Data for this exercise

□ □ □

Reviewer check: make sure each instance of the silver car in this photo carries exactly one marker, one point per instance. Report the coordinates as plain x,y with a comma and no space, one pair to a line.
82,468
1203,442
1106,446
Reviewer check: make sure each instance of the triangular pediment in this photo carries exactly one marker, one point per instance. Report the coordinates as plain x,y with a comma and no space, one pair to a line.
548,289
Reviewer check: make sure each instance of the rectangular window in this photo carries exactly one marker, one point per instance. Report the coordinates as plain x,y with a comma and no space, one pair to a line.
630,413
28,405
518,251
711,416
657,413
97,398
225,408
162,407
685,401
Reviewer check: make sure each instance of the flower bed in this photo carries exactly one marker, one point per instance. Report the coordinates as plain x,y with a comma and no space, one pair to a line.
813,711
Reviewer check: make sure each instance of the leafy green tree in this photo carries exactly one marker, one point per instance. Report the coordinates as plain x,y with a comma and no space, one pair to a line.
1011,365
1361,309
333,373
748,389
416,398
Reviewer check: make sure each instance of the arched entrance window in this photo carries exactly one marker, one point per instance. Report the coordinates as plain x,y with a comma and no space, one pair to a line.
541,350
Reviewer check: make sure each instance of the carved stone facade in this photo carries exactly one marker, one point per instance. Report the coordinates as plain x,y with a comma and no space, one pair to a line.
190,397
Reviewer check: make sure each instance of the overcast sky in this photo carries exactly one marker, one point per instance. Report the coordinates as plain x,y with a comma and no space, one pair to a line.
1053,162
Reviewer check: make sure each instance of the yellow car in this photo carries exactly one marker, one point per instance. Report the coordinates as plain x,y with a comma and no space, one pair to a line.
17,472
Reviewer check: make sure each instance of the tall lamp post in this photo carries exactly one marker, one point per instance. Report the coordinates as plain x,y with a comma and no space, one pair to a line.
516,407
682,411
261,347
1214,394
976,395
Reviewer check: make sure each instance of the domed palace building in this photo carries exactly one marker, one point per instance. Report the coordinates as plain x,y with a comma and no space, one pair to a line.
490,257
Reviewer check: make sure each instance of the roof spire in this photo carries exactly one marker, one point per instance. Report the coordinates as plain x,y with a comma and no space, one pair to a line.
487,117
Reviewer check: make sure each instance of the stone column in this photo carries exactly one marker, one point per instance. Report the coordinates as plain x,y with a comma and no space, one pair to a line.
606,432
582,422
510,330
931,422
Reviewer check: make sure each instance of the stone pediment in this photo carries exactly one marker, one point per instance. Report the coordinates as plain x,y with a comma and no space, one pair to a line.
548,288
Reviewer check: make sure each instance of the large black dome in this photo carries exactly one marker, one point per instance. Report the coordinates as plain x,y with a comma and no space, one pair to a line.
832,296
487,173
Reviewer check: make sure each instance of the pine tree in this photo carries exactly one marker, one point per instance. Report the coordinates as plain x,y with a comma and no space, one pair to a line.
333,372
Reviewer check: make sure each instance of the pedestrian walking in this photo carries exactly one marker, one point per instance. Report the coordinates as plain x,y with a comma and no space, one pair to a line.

□ □ □

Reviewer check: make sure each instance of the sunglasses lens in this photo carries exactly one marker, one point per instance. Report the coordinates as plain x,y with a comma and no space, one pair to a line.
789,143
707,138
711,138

□ □ □

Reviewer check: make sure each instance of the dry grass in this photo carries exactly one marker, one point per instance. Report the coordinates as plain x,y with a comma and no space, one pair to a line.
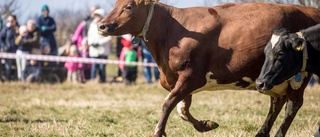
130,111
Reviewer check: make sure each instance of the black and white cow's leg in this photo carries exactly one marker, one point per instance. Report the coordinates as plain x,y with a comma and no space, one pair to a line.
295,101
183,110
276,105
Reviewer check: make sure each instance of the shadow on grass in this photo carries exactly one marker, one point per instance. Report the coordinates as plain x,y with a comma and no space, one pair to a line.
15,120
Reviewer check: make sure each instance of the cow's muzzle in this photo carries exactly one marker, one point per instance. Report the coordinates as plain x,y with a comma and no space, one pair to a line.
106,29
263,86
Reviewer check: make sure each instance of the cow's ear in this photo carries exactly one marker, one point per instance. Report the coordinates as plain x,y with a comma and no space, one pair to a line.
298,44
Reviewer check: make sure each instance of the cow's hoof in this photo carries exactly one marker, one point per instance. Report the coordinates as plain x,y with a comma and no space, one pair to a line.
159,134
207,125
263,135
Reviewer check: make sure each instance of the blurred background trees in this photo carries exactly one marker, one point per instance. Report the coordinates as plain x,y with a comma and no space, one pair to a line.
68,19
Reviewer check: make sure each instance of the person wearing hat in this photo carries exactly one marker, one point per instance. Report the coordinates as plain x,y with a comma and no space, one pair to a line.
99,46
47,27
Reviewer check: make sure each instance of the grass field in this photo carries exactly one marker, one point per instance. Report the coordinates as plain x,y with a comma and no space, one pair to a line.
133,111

□ □ □

Directions
Look above for the line with "Reviewer check: make sure each instance of the tall" and the line with "Reviewer check: make sure each instance of the pedestrian", and reproduce exactly those two lines plus every line between, nothing more.

Response box
Reviewer check: make sure each instance of the tall lamp post in this photo carries exactly one marker, one point per instance. Report the coordinates as plain x,y with a comma and no space, one pair to a line.
516,407
682,411
261,347
1214,394
976,395
Reviewer check: make sure each instance of the domed palace building in this photo carries exactly one marker, one point per instance. Report the coordinates as plain x,y with a comma and no space, one pair to a line.
490,257
Reviewer check: make sure each instance of the roof spire in this photo carries exactly one marker, one point per instance. Report the coordinates as plain x,y with a comma and no space, one pair to a line.
487,117
Reviewer check: make sure each instance of the stone column in this photo carries exactly one marker, one point per instance. Report the coordinates as plain x,y with a comma and no space, one pair to a line.
606,432
582,422
510,330
931,422
Reviewer check: make sure each instance of the stone pediment in this photo carries exactly one marker, one point per instance. Report the coordinates as plain x,y with a comma and no space, one pair to a line.
548,288
Reviewer check: make sure each instance of the large black dome in this photo carries exactly one marker, one point per instance. Report the coordinates as plain x,y with a comma and no space, one pair to a line.
832,296
487,173
Reviewer check: make sure each instance of the pine tree in this photo carries exactly one marker, one point per instance. Report the coordinates as plain x,y with a comma and no space, one pair to a line.
333,372
Reviewer check: make sure each instance of the pedestrian walking in this photo carries exactly one marker, one point per instance. Report the coordinates as plain x,y with a comma and no space, one pair to a line.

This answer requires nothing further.